Objectif 1:
Recopiez à l'identique un passage du texte sur Critixman : commencez aux mots « Critixman est né » et arrêtez-vous après « le super critique. ».

Document source:
Article sur Transpolair, les expéditions de Scott

Article sur Wikipedia (en anglais)

29/07/2007

Critixman, petit texte

Critixman est né dans les notes du blog de Manu Larcenet. L'ancien puisque le dessinateur a décidé de changer récemment d'adresse. Critixman a tout lu, tout vu et sa parole est sage. Entre mauvais génie et mauvaise conscience, il terrorise un brave dessinateur à casquette complètement perturbé dans son acte créatif par les coups moraux et physiques assénés avec régularité par le super critique.

Données enregistrées:
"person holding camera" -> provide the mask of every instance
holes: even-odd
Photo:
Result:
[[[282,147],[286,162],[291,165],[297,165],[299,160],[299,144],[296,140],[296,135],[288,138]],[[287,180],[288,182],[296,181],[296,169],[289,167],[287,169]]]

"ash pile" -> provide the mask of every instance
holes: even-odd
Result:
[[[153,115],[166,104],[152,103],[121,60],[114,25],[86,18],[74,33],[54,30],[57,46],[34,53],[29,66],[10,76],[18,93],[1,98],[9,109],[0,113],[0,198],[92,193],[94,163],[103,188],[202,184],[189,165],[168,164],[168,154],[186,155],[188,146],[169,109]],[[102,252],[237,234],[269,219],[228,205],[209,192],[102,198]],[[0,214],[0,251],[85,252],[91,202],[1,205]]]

...

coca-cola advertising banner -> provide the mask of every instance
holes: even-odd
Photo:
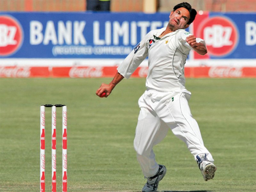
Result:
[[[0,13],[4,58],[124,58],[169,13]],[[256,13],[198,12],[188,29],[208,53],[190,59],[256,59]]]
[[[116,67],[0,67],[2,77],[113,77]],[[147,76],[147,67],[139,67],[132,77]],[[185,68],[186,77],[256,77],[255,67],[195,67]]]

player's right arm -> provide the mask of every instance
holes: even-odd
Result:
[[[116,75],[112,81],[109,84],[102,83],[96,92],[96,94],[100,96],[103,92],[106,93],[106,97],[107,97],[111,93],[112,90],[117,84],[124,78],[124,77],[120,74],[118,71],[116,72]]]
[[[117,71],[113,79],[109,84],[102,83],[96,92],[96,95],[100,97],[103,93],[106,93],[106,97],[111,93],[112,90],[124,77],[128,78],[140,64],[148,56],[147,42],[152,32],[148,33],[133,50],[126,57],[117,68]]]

* * *

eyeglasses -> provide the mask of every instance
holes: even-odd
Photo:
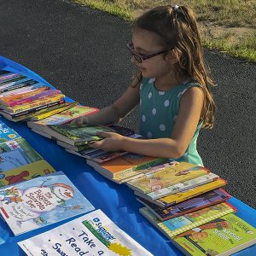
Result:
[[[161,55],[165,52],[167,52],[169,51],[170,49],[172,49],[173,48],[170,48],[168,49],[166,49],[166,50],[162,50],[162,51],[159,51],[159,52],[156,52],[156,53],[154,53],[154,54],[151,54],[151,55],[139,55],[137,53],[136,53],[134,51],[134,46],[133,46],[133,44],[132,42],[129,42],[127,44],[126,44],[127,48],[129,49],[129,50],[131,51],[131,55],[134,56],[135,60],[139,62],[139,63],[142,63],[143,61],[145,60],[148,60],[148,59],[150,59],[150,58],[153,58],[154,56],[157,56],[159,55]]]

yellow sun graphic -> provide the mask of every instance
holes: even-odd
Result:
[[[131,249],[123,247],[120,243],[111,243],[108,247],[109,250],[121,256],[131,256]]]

Objectif 2:
Combien de lignes des entrées contiennent la chaîne « provide », en tenant compte de la casse ? Donnez uniquement ce nombre.

Solution 1:
Critixman est né dans les notes du blog de Manu Larcenet. L'ancien puisque le dessinateur a décidé de changer récemment d'adresse. Critixman a tout lu, tout vu et sa parole est sage. Entre mauvais génie et mauvaise conscience, il terrorise un brave dessinateur à casquette complètement perturbé dans son acte créatif par les coups moraux et physiques assénés avec régularité par le super critique.

Solution 2:
6